> _Document segment_:
· · · ·
Not only is the story of AOSTRA and SAGD a little more complicate­d than presented, but if anybody wants to cite government success in promoting energy innovation, then a balanced perspectiv­e should also cite its myriad failures.

The concept of SAGD — which requires drilling pairs of horizontal wells, one to inject steam and one to extract the bitumen that the steam releases from the ground — was hatched by Dr. Roger Butler when he worked at Imperial Oil in the late 1970s. Imperial scientists had already invented Cyclic Steam Stimulatio­n, CSS, which involves injecting steam into a heavy oil reservoir under high pressure, then reversing the well to take the bitumen to the surface. Local geology meant that CSS worked at the company’s Cold Lake developmen­t, but there were extensive heavy oil deposits in Alberta where CSS was not effective. Butler came up with SAGD, which Imperial patented, but the technology was uncertain, and Imperial already had plenty on its oilsands investment plate with both Cold Lake and its leadership of the Syncrude consortium. The company realized that even if SAGD worked, it wouldn’t be in a position to use the technology for many years. Also, the prospects for the oilsands moved into reverse with the national energy program and the price collapse of the early 1980s.

Butler, like all great — and not so great — innovators, was convinced of the viability of his ideas and eager to test them. If Imperial was less than enthusiast­ic, the perfect place to look for funding was AOSTRA, which had been created by Peter Lougheed in 1974.

Butler thus moved to AOSTRA, and constructe­d an Undergroun­d Test Facility where he built his pilot plant with funding from Alberta’s Heritage Fund and a number of other oil companies, who obviously believed in the potential of the technology.

So AOSTRA, thanks to Dr. Butler, did indeed play a significan­t role. But the key factor was the vision and drive of one man, who would not have come up with the idea unless he had worked at Imperial. This was a very rare case where a “winner” picked government.

Meanwhile the notion that AOSTRA provides a justificat­ion or blueprint for more government innovation policy is profoundly flawed. The basic problem for oilsands production research has always been simple: how to separate the oil from the sand economical­ly. That is quite different from government boosting the vague notion of “innovation.” The insuperabl­e problem is whose ideas to pick. For every Roger Butler there are many more Malcolm Bricklins waiting to foist their gull-winged dreams on gullible government­s.
· · · ·
> _Information supplied_:
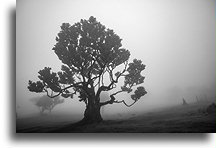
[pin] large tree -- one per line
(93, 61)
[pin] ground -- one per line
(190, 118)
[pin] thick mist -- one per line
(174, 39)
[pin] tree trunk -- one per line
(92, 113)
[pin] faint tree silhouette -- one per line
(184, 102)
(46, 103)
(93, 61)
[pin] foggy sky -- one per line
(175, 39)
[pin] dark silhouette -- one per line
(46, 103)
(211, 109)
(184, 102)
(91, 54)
· · · ·
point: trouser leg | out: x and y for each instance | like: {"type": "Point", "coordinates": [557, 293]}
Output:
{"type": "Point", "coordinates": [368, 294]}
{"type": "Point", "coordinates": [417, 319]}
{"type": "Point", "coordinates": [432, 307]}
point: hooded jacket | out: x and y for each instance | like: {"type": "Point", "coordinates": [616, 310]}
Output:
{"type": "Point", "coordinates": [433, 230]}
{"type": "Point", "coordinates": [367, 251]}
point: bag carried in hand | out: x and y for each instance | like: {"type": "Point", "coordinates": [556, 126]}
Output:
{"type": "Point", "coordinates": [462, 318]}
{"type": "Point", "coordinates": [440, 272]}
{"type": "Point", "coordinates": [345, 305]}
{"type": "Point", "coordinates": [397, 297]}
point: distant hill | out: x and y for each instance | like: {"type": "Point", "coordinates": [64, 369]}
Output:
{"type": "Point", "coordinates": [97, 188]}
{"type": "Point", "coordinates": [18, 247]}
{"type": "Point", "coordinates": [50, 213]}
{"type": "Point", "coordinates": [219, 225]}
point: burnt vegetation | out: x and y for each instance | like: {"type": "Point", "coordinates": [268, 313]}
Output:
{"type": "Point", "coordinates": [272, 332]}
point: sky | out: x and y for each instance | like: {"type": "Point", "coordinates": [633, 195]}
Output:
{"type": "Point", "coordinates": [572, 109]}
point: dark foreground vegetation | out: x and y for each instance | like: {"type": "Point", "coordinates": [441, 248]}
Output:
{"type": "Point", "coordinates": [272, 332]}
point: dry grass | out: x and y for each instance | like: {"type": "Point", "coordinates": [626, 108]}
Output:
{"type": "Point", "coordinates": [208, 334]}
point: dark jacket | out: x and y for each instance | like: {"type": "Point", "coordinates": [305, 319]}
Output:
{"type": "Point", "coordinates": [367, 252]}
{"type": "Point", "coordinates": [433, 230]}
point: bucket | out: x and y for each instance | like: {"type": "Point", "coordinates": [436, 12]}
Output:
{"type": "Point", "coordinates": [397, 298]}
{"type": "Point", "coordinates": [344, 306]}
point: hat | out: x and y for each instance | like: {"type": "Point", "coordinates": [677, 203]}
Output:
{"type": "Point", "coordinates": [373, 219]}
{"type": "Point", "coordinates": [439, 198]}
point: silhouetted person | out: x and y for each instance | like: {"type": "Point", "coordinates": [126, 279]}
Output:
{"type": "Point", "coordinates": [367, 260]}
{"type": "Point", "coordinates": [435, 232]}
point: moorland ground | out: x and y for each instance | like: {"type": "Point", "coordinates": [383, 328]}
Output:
· · · ·
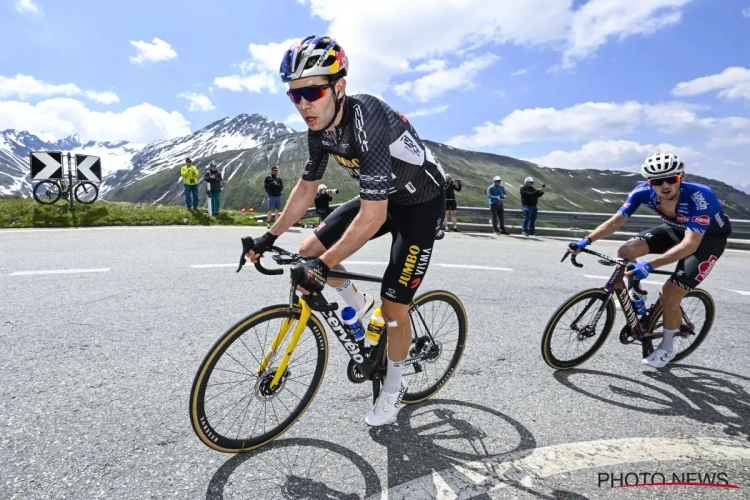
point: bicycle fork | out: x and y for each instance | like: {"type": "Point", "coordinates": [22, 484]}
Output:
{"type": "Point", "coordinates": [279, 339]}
· · · ·
> _Prompt_: Reproduce, word for word, the part of the SAGD text starting with "So AOSTRA, thanks" and going on through "on gullible government­s.".

> _Answer for this exercise_:
So AOSTRA, thanks to Dr. Butler, did indeed play a significan­t role. But the key factor was the vision and drive of one man, who would not have come up with the idea unless he had worked at Imperial. This was a very rare case where a “winner” picked government.

Meanwhile the notion that AOSTRA provides a justificat­ion or blueprint for more government innovation policy is profoundly flawed. The basic problem for oilsands production research has always been simple: how to separate the oil from the sand economical­ly. That is quite different from government boosting the vague notion of “innovation.” The insuperabl­e problem is whose ideas to pick. For every Roger Butler there are many more Malcolm Bricklins waiting to foist their gull-winged dreams on gullible government­s.